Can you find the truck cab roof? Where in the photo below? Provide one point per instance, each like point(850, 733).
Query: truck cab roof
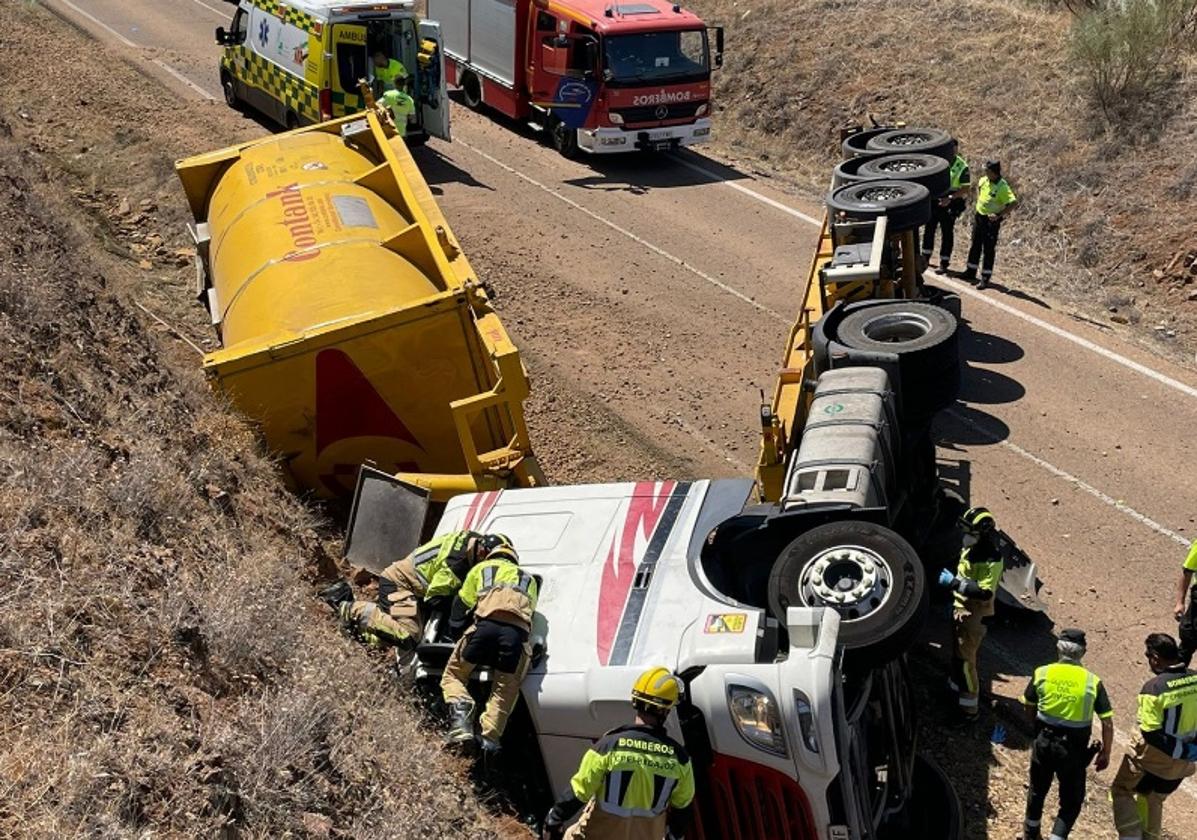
point(617, 16)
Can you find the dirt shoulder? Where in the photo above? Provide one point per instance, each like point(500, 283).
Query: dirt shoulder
point(1105, 223)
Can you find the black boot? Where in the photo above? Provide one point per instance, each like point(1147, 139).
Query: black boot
point(336, 594)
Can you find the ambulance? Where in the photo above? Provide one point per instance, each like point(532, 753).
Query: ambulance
point(299, 62)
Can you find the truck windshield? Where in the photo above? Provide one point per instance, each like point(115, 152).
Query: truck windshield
point(656, 58)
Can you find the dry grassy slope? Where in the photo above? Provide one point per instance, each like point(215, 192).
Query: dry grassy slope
point(1100, 211)
point(163, 665)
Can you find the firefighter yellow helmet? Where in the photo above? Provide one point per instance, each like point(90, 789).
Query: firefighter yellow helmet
point(657, 689)
point(978, 521)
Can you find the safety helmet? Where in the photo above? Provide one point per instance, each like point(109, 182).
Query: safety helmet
point(488, 542)
point(504, 553)
point(656, 689)
point(978, 521)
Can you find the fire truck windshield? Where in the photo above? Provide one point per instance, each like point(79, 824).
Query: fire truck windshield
point(656, 58)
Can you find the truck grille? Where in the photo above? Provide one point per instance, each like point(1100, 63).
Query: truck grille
point(676, 110)
point(748, 801)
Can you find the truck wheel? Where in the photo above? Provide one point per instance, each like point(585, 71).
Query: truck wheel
point(925, 341)
point(230, 90)
point(925, 140)
point(867, 573)
point(928, 170)
point(472, 90)
point(565, 139)
point(906, 205)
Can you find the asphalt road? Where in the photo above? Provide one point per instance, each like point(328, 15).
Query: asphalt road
point(662, 288)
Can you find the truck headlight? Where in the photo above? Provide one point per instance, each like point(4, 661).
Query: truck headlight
point(758, 718)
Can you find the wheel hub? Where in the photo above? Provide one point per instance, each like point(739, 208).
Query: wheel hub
point(850, 579)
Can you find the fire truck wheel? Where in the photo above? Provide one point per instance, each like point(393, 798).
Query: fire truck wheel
point(929, 170)
point(472, 90)
point(565, 139)
point(848, 171)
point(867, 573)
point(925, 140)
point(858, 144)
point(924, 339)
point(906, 205)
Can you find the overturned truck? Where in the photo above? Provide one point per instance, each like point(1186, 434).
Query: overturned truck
point(787, 602)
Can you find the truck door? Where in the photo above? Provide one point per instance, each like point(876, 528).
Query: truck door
point(432, 92)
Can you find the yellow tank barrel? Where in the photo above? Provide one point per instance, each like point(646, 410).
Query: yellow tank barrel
point(352, 327)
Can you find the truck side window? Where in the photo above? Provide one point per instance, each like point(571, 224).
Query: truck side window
point(239, 26)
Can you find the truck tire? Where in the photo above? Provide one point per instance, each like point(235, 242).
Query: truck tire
point(858, 144)
point(925, 340)
point(867, 573)
point(564, 139)
point(849, 171)
point(472, 90)
point(928, 170)
point(925, 140)
point(906, 205)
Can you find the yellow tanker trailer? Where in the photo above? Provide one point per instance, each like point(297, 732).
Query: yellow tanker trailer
point(352, 327)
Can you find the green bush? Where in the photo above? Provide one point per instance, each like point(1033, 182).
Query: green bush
point(1130, 50)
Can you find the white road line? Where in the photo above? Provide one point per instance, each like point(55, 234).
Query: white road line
point(1059, 332)
point(182, 78)
point(776, 205)
point(99, 23)
point(219, 12)
point(1105, 498)
point(633, 237)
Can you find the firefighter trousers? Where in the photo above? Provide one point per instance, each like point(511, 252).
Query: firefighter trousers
point(968, 631)
point(395, 616)
point(505, 650)
point(1064, 758)
point(1148, 775)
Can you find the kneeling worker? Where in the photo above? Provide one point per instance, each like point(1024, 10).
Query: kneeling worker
point(433, 570)
point(1063, 698)
point(503, 600)
point(636, 781)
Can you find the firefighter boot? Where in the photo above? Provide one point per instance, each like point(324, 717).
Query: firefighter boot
point(461, 719)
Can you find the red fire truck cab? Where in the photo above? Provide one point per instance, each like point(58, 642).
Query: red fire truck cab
point(601, 75)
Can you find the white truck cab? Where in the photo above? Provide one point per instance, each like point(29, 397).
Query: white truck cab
point(787, 743)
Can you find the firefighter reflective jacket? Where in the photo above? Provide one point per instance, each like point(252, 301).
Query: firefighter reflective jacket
point(1167, 711)
point(498, 589)
point(1068, 695)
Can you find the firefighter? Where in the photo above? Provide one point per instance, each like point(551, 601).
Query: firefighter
point(636, 783)
point(1188, 619)
point(947, 210)
point(994, 201)
point(400, 104)
point(388, 71)
point(502, 598)
point(974, 586)
point(432, 571)
point(1166, 748)
point(1063, 698)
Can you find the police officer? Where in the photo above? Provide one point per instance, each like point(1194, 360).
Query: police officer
point(974, 584)
point(994, 201)
point(1063, 698)
point(388, 71)
point(1166, 748)
point(1188, 619)
point(400, 104)
point(636, 783)
point(502, 598)
point(947, 210)
point(433, 570)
+ + + + +
Stated problem — Can you render the items above, from their start up to and including the line with "point(299, 62)", as a two-column CSV with the columns "prompt" and "answer", one row per item? Put each item's text and its answer in a single quoted field, turn line breaks into spaces, and leave the pictures out.

Solution for this problem —
prompt,answer
"Can you find the truck cab roof? Where in the photo below? Provide one point per instance, each like point(850, 733). Query: truck cab roof","point(617, 16)"
"Can you find the dirt shoulder? Where in the photo above? Provide one point per instance, each like point(500, 283). Query: dirt shoulder","point(1105, 223)"
"Can you find the black boot? Where in the photo above? Provide one point per instance, each like point(1147, 139). Query: black boot","point(336, 594)"
"Can you find the ambulance? Where in the photo above? Provide one point per instance, each like point(532, 753). Query: ambulance","point(299, 62)"